**Given passage**.
----------

Read Targeted Email Marketing – How to Draft a Perfect Crisis Email

Provide necessary training for all parties involved

When you finish assembling your crisis management teams and you’re sure of the exact steps you’re going to take, make sure all people involved know exactly what they’re doing. If necessary, organize internal workshops or invite external experts to train your employees on how to deal with a crisis. 

And don’t forget about the rest of your employees who may not be included directly in the crisis management plans. Make sure that everybody is on the same page around everything and that your entire company knows why and how you’ll go through the process.

Go back to your plan regularly and revise if necessary

Your business will change with time, so changing your business processes is inevitable. You may experience growth, spread to other markets, and an influx of new employees. All this requires a revision of your crisis management plans. 

And if you do actually experience a crisis in the process, make sure to inspect how you reacted and assess what you can learn from it. 

Top Crisis Management Tools

Noggin

Noggin is an incident response software that increases your efficiency and helps you improve the management of your crisis events. Some of the main features include automated workflows and checklists that send notifications to all members of your team.

You will also get access to digitalized/centralized response plans, exercises, reports, and tasks will be available to everyone, keeping everyone updated. To top it all you’ll get a library with best-practice forms, templates, workflows etc. easily adaptable to your business and speed up your processes. 

noggin crisis management tool
Noggin

Veoci

Veoci is a crisis management solution that helps organizations and businesses prepare, handle and recover from any crisis with ease. It is an end-to-end platform that helps you deal with both daily tasks and specific events. You can use it in a wide variety of industries and it covers many solutions like business continuity, daily operations, emergency management, etc.

veoci crisis management tool
Veoci

Determ

Determ is a brand monitoring tool that helps you keep track of what’s currently going on in relation to any keyword you wish. It can be your brand name, key people, competitors, trends, etc. Determ can help you predict crises, react in a timely matter and learn from your competitors’ mistakes.

----------

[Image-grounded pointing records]
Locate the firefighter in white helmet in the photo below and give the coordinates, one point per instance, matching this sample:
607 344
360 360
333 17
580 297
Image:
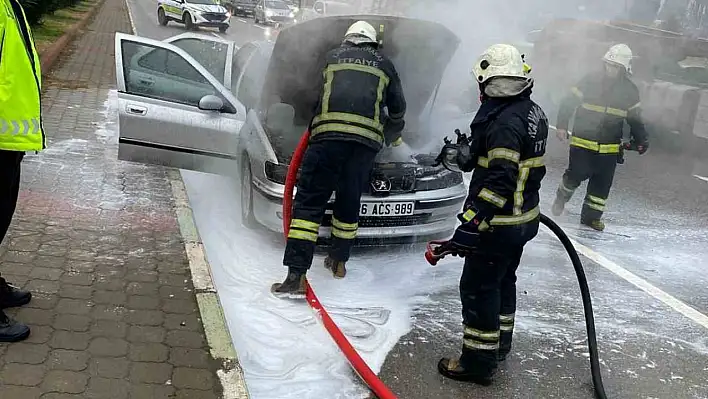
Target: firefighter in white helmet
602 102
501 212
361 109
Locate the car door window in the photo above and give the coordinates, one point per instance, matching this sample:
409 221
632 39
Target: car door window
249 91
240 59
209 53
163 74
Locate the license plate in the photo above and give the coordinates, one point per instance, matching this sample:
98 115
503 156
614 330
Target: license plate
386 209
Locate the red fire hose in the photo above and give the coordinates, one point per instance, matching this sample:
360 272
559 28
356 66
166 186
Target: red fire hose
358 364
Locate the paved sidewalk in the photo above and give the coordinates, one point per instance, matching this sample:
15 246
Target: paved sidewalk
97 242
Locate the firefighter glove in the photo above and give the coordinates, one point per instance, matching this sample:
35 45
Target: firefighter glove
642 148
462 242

----------

**Required work**.
A) Can you output the crisis management text from "And if you do" to "up your processes." word for word?
B) Will you pick up the crisis management text after its last sentence and carry it on?

**Solved tasks**.
A)
And if you do actually experience a crisis in the process, make sure to inspect how you reacted and assess what you can learn from it. 

Top Crisis Management Tools

Noggin

Noggin is an incident response software that increases your efficiency and helps you improve the management of your crisis events. Some of the main features include automated workflows and checklists that send notifications to all members of your team.

You will also get access to digitalized/centralized response plans, exercises, reports, and tasks will be available to everyone, keeping everyone updated. To top it all you’ll get a library with best-practice forms, templates, workflows etc. easily adaptable to your business and speed up your processes.

B)
It functions in a really simple way. Set up a desired query and you’ll get access to mentions from more than 100+ million sources online. These include social media like Facebook, Instagram, Twitter and TikTok, forums and review pages, all of this in real-time.

And if you have trouble interpreting all this data from a dashboard, you have the option of exporting a really neat report that will show trends in specific sources, related industry influencers, sentiment, etc. What is more, you can set up real-time alerts so you get notified whenever you’re mentioned somewhere online (smart alerts) or when there is an unusual increase in the number of mentions of the keyword you’re tracking (spike alerts). You don’t even have to be tagged! In this way you can make sure that your reaction will be timely and that you’ll prevent a greater crisis from happening. 

determ-homepage
Determ

To Sum Up

Crises are never easy and pleasant. These events always cause disruptions in your regular operations and make you rethink what you’re doing. Additionally, you always need to make a lot of decisions very fast, and act as soon as possible, which is in itself pretty stressful.

However, if you’ve set up your crisis management procedures in the right way and on time, you can get out of it with minimal damage. Remember the 20% of businesses that reported that the COVID-19 crisis had a positive impact on their business from the beginning? Here’s their secret: most of them report that they’ve given extra attention to organizational resilience.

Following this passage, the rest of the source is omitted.